WHAT TO DO:
A: According to the post on Brisbane's BUZ buses, which blog picked up on this blog's comment about BUZ?
B: Please resume the post on Brisbane's BUZ buses after its closing line about the train system.

GIVEN PASSAGE:
>>

For a Better Brisbane

Archive for January 2011

Brisbane’s BUZ Revolution: Quality, and they will come

Credit: Alan Warren, Brisbane Transport in 'BUZ Routes' presented at the Thredbo 10 conference. Reproduced under copyright provisions for reporting the news, criticism, study, research and review. A link to the original paper may be found at the bottom of this post.

The staff over at the Auckland Transport Blog have picked up on this blog’s comment about Brisbane’s BUZ. This blog had a earlier post about Brisbane’s spectacular success with the BUZ concept, but it is worth banging on about our own city’s success with BUZ buses again here. Spectacular increases in patronage due to no-compromise wide service hours, high frequency and a common interchange point. The table above (published by AKL Transit Blog) speaks for itself- huge patronage growth in the off-peak and weekends.

Now imagine what would happen if you did frequency and scope-of-hours upgrades like that to the train system?

<<

DATASET SECTION:

>>

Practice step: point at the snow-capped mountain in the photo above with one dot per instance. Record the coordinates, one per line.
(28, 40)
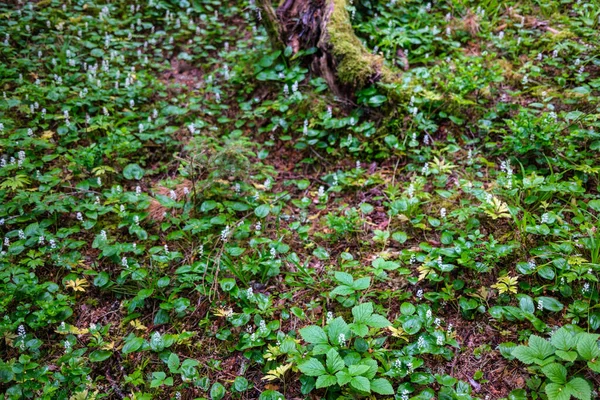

<<

RESPONSE LIST:
A: The Auckland Transport Blog.

B:
This blog argues that rather than trying to copy Paris, London, Tokyo and Berlin- Australian Cities have their own successes in public transport, and these are home-grown strategies that work under Australian conditions with the kinds of cities that we have. Talk about non-obvious; we should be looking at our own backyard, because many solutions are under our noses!

Perth has performed a revolution on its trains, and Brisbane has performed a revolution on its buses. Now imagine what would happen if all this was put together (Perth doing a bus revolution and Brisbane doing a rail revolution?). We would finally have a comprehensive, convenient, frequent public transport across ALL modes, from anywhere to anywhere. A comprehensive public transport system that works and is totally affordable, certainly much more affordable and faster to carry out than ‘European’ ideas such as putting a metro station on every street corner. (How much would that cost?)

This blog intends to collect these examples of success together so that they can be easily referred to. But for now there will be a few more posts about Perth’s Rail Revolution, debunking the density delusion, and the TOD and patronage impacts that Perth’s improvements have had.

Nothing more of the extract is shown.